Records from a collection:
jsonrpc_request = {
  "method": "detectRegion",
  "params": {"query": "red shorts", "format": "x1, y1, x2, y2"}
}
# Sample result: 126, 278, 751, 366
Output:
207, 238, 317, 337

§ Work to do: Rewrite the listing with "Sample result" changed to "Example result" and nothing else altered.

§ Reply:
jsonrpc_request = {
  "method": "detectRegion",
  "params": {"query": "red shorts", "format": "x1, y1, x2, y2"}
}
# Example result: 126, 278, 751, 366
Output:
207, 238, 317, 337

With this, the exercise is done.